> Good morning e,

Good afternoon Z.

> >     Any expectation of interest implies borrowing, in other words, a loan to
> the bank.
> 
> Perhaps this is the key point of contention?

I'm not sure, but from my observations it's long been a point of confusion in 
Bitcoiner understanding of banking.

To put a finer point on it, Rothbard's criteria is a vague in a couple ways. 
Earnings that offset fees are also "interest" in the economic context - in 
which he writes. So even a zero-interest account (or negative up to the full 
cost of maintaining the account) qualifies under this criterion. Yet he is 
careful to say "implies". The arrangement may of course be explicit, in which 
case one no longer relies on implied contract, one relies on explicit contract. 
Finally, one may "expect" no interest, and even pay fees, but it may 
nonetheless be a loan. This is what contracts are for.

__Dataset extract__:
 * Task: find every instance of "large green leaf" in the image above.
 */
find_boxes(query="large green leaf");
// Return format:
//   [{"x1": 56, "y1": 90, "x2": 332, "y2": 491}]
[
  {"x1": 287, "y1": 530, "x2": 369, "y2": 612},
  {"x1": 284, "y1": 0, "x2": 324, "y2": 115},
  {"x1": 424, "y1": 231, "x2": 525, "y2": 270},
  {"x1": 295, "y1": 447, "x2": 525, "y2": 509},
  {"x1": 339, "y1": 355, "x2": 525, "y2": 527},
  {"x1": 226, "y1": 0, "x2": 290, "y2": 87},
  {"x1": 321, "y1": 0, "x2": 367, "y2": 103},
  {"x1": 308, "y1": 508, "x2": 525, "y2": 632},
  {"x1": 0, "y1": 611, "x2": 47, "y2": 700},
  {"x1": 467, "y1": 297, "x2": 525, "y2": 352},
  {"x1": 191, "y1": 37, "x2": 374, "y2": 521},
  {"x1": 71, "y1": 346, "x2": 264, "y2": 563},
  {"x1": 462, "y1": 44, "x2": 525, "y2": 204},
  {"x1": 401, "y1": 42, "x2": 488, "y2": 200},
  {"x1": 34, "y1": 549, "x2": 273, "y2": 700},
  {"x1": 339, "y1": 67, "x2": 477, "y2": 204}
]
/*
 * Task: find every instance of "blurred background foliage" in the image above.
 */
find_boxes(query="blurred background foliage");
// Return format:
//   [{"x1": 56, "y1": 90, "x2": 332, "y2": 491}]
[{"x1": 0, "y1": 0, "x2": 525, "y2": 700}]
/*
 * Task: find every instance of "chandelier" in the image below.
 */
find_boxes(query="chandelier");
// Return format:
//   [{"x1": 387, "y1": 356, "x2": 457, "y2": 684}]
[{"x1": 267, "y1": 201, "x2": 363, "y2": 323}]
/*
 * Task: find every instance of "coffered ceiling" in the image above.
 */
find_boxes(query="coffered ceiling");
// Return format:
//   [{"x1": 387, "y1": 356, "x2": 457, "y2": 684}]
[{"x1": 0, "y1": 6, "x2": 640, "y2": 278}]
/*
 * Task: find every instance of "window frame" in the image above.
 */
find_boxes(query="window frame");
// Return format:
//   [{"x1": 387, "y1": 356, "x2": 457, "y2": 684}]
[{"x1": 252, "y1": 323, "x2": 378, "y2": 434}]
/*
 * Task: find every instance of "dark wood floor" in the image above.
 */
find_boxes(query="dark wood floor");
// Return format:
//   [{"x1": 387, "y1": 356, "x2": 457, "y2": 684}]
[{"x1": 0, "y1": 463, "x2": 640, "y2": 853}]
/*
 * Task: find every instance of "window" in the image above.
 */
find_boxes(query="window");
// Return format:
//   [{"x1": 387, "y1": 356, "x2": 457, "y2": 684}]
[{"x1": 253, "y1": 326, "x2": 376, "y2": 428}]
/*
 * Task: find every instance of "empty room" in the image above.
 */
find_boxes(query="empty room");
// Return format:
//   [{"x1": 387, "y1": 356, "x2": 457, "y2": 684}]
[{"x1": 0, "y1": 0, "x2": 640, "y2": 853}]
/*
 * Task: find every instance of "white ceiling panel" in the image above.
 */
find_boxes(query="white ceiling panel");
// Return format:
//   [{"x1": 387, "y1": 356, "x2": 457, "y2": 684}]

__Short task__: Reproduce word for word the portion of the message on interest and bank loans that starts with "Earnings that offset" and goes on through "contracts are for.".

__Exercise output__:
Earnings that offset fees are also "interest" in the economic context - in 
which he writes. So even a zero-interest account (or negative up to the full 
cost of maintaining the account) qualifies under this criterion. Yet he is 
careful to say "implies". The arrangement may of course be explicit, in which 
case one no longer relies on implied contract, one relies on explicit contract. 
Finally, one may "expect" no interest, and even pay fees, but it may 
nonetheless be a loan. This is what contracts are for.